Very awosome reply, for some reason I didn't get the e-mail right after it was posted, so sorry for the delay.

First off, I've got a 2004 EX sedan. I've got some pictures of me going through the dragon that I can post here if you're interested, it will give you something of an idea of the roads that I'm most interested in running on. Note that I would also like the car to be decent (read:fun) in higher speed situations such as highway ramps or skyline/skyway/ridge type roads. I would, however, like to keep the car pretty much top-of-game for tight-in turns where second gear is the place to be with occational runs up to 3rd on the more open areas.

For tire choices, I like the sound of the Falkens with the exception of hydroplaning and tread life. I'm looking at some of the higher end Bridgestone RE series specificly the RE750's, possibly even the G009's if I think snow traction would be enough of an issue to warrant skiping the 750's (we have snow maybe 3 days a year and they attack it with their clearing equipment like the orkin man on termites). I've run a few different brands of tires over the years and have been the most impressed all around with Bridgestones. I tend to put quite a few miles on the car and getting about 20k out of a set sounds about right. However, if I ended up with an extra set of tires for zooming madly about, I'd likely go with the Falkens.

I'm with you on the brakes. I've not faded them yet, but I can see it happening quite easily. I've not done much research on brake stuff for our cars, and if you have any suggestions and a couple of minutes I'd not mind hearing them. Otherwise I'll search on it for a few days.

With rim sizes, I'm going to be sticking with the OEM's for a while (6.5x15) and just get a tire wtih a good sidewall on it. Eventually, I'd like to go with some 15 inch rota's as everyone (including yourself) in the auto-x forum seems to love them and I can afford them on my puny sallary (E-3 in the USAF).

GIVEN MATERIAL:
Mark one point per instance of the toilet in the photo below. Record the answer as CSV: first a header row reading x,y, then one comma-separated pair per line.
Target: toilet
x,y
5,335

SET OF TASKS:
• 1. In the car forum post, what rim size does the writer plan to keep for a while?
• 2. Continue the car forum post from its last sentence.
The listing has no connection to the car forum post.

EXERCISE RESPONSES:
• 1. The OEM rims, which are 6.5x15.

• 2.
As far as other suspension mods go, I'd like to go with progress front and rear. As the car sits right now on it's stock underpinnings, body roll is a MASSIVE issue. The car looks like it's going to come unglued when seen from behind in an at-the-limit corner. How do the RSX rear bars compare to the progress rear bar? For shocks I'd love to go Koni, but the price point just keeps killing me, I may just buckle down and do it right, however, as if you ever break a koni you get a new one on-the-house. For springs originally I was thinking Eibach Pro or Sport as they are remarkably cheaper than adjustable coilovers and should provide a noticible differance in handling.

I suppose my only remaning question for you is this: How much should one drop a Civic Sedan to allow for better performance without sacrificing streetablility? Does G-Control make coilovers for sedans?

Thanks again for all your explainations. I think you should compile what you've written here and any other choice set-up tidbits you can type out and make a "Civic Setup" FAQ or a series of them for people who just want to know what the heck is going on from somebody that knows.

I'm drooling over the prospect of trying autocross, that means I can go *****-to-the-wall without fear of wrecking my ride and see what it can REALLY do. Nearest auto-x events that I've found are up in Richmond, so it's just over an hour away... Might have to go up there on one of my weekends off.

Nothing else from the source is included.